▸ EXERCISE REQUIREMENTS
Turn each line of the data below into a string in a JSON list, one string per line, skipping blank lines and leaving the pictures out.

## BEGIN

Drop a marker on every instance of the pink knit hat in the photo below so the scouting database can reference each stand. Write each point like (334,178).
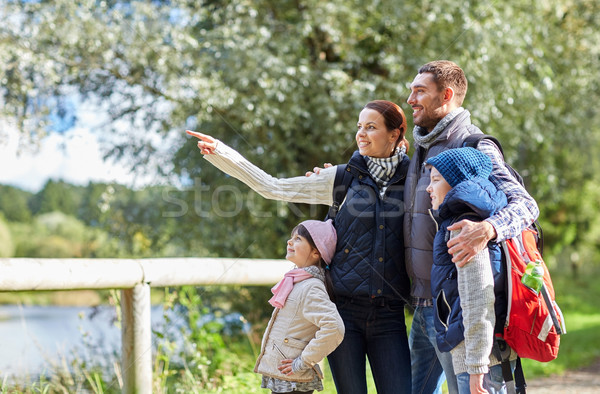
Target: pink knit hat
(324,236)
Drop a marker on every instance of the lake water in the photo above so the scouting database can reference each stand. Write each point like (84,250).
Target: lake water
(35,339)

## END

▸ COMPLETE RESPONSE
[
  "Drop a marker on every instance of the pink knit hat in the photo below so the scouting database can reference each stand. Write each point like (334,178).",
  "Target: pink knit hat",
  "(324,236)",
  "Drop a marker on every instance of the lake water in the photo above so the scouting database can reference each stand. Write each point like (84,250).",
  "Target: lake water",
  "(35,339)"
]